[WHAT THE EXERCISE ASKS]
Answer these questions using the article on cigarette pack warnings in India:
1. Which official said the government would notify the new packaging and labelling norms?
2. Besides warnings, what will tobacco packaging display?
3. According to community surveys cited in the article, about how many deaths each year in India come from tobacco use?

+++ DOCUMENT PASSAGE

New Delhi, Dec. 5: The decades-old six-word statutory warning on Indian cigarette packs might soon give way to menacing messages and graphic pictures.

The government will notify stringent new norms for tobacco packaging and labelling to deliver bold warnings and pictorial messages that highlight the risks of smoking, health minister Anbumani Ramadoss said today.

Tobacco packaging will also display the proportion of harmful contents such as nicotine and tar, he said, inaugurating the fourth World Assembly on Tobacco Counters Health.

Indian doctors and anti-tobacco activists have long demanded that the statutory “Cigarette Smoking is Injurious to Health” be replaced with more effective warnings. A few developed by the health ministry include Tobacco Causes Heart Attack, Tobacco Causes Cancer, and Tobacco Kills.

Volunteers tested proposed messages on school and college students and found these to be the most effective. Others will be developed soon, and the risks of passive smoking will also be conveyed.

Experts suggest rotating messages on different packs, such as Smoking Kills, Tobacco is Addictive, Smoking Causes Heart Disease, Smoking Causes 85% of All Lung Cancer Deaths, and Smoking Harms Your Baby. They had once recommended skull-and-bones on packs.

While the health ministry had years ago agreed on the need for labelling changes, it had not issued orders. Anti-tobacco activists had put this down to differences within the government as tobacco is seen as an important industry and source of jobs. More important, it is a huge source of revenue for the government.

Citing community surveys, Ramadoss said India accounts for about 900,000 deaths each year from the use of tobacco. Medical expenses on tobacco-linked health problems alone account for Rs 30,800 crore. He said the new norms would be designed to curb smoking, especially among the youth.

++++++
+++ MATERIAL PROVIDED

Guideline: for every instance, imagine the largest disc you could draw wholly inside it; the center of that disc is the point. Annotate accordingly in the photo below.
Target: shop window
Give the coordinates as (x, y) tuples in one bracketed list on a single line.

++++++
+++ MATERIAL PROVIDED

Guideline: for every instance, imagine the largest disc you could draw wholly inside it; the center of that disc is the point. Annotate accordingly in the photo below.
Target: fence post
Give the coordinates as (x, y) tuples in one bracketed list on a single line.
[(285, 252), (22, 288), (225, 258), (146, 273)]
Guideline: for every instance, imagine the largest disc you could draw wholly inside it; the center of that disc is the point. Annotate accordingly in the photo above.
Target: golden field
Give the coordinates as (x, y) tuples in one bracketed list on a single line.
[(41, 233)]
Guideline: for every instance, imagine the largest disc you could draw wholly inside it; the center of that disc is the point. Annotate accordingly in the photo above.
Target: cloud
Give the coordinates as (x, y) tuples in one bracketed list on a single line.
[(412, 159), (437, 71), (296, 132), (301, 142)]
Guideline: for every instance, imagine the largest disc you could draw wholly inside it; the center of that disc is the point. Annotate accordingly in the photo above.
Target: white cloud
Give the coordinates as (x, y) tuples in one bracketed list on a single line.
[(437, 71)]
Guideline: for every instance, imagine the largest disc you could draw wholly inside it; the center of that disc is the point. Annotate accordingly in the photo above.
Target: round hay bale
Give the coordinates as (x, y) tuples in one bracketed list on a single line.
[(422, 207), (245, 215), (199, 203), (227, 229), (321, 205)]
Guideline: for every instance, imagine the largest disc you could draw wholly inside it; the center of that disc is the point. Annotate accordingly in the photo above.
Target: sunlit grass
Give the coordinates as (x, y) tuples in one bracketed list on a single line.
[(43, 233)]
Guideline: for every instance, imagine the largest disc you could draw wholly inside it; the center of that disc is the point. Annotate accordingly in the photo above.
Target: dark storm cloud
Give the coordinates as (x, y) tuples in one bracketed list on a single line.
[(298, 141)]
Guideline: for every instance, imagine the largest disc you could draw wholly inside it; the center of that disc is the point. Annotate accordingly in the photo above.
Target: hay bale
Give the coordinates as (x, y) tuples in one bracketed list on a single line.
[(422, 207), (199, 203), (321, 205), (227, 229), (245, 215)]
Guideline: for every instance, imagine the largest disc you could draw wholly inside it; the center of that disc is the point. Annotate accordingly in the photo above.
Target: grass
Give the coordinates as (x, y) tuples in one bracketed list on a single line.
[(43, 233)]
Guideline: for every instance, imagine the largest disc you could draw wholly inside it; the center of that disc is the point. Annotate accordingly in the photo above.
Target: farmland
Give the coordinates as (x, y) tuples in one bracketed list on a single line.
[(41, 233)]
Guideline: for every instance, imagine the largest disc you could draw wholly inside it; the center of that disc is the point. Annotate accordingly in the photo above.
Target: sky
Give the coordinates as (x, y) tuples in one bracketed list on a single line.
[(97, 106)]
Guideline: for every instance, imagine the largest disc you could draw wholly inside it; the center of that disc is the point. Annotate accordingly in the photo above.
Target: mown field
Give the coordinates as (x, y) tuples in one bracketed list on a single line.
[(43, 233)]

++++++
+++ MATERIAL PROVIDED

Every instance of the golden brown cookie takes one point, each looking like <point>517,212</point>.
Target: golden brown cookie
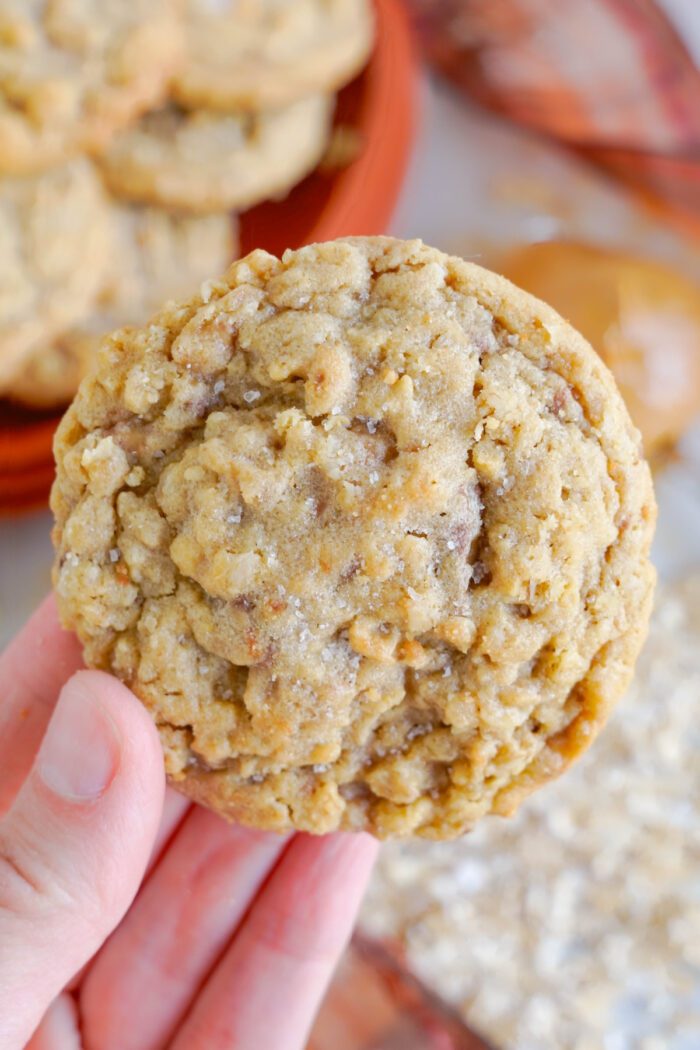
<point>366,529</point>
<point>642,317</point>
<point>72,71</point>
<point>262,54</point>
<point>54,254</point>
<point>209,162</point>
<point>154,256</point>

++++++

[WRITTEN REPLY]
1. Health minister Anbumani Ramadoss.
2. The proportion of harmful contents such as nicotine and tar.
3. About 900,000.